▶ _PROVIDED INFORMATION_:

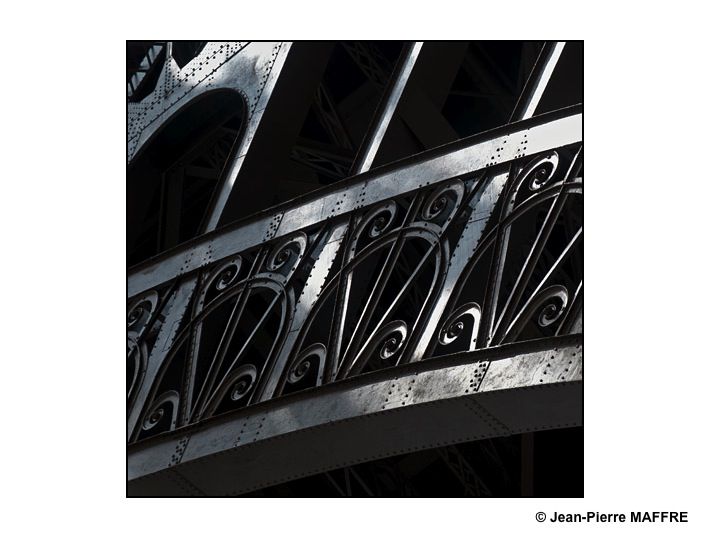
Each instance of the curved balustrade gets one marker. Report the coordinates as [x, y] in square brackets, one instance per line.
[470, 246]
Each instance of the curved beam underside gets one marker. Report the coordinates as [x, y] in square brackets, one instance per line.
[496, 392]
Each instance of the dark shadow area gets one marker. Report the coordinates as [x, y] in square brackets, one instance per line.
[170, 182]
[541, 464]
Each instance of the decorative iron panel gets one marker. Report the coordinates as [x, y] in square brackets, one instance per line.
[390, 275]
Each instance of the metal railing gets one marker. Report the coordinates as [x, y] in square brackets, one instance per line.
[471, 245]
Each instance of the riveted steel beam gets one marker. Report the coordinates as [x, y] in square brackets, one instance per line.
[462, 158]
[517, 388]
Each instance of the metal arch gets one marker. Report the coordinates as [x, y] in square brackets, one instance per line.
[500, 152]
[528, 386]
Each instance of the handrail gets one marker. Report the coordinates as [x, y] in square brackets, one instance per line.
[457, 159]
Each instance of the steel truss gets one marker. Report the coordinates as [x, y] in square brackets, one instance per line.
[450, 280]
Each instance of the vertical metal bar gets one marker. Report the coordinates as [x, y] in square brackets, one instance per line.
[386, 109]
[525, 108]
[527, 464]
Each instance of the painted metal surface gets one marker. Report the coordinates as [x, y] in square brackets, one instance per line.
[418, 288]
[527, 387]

▶ _DIRECTIONS FOR THIS TASK_:
Update the material above by replacing "gets one marker" with "receives a single point" wherever it occurs, leaving every other line and word unchanged. Leave the pictures out of your version.

▶ _OUTPUT OF THE TASK_:
Each instance of the curved balustrade receives a single point. Report the coordinates as [x, y] in square brackets, one instance per line.
[470, 246]
Each instance of the curved beam underside receives a single point. Report the coordinates as [x, y] in square brackets, one instance per line.
[496, 392]
Each instance of the dark shadow area receives a single point. Report the coordinates as [x, y] in square brackets, one instance per line.
[170, 182]
[541, 464]
Each instance of the decorative iron panel receives a single point. Report the coordinates as [x, y] in square brackets, one instance per line.
[390, 275]
Each instance of the metal railing receives a single point. Report the coordinates as [x, y] in square brackets, one instance per line.
[471, 245]
Each instance of the riveted steel beam receives a single point. Report the coordinates as [x, y] in square brackets, one instance per line.
[462, 158]
[517, 388]
Each instance of the metal arch receives a single point. Report the coordinates as [x, y] in square brackets, one instance per line.
[500, 152]
[528, 386]
Each instance of the handrail receives a single point. Report the coordinates as [x, y] in square brackets, one instance per line.
[457, 159]
Each instance of the steel truss receives a single point. Report the coordinates as [x, y] in square brackets, one instance per line.
[450, 280]
Each instance of the vertical metal bar receives a single point. Report the coordinates as [x, y] in square brackets, one instance per line.
[386, 109]
[525, 108]
[527, 464]
Each instance of the painted metal surface receives a single point. Report the coordinates as [x, y] in square brackets, one instance per line.
[418, 288]
[527, 387]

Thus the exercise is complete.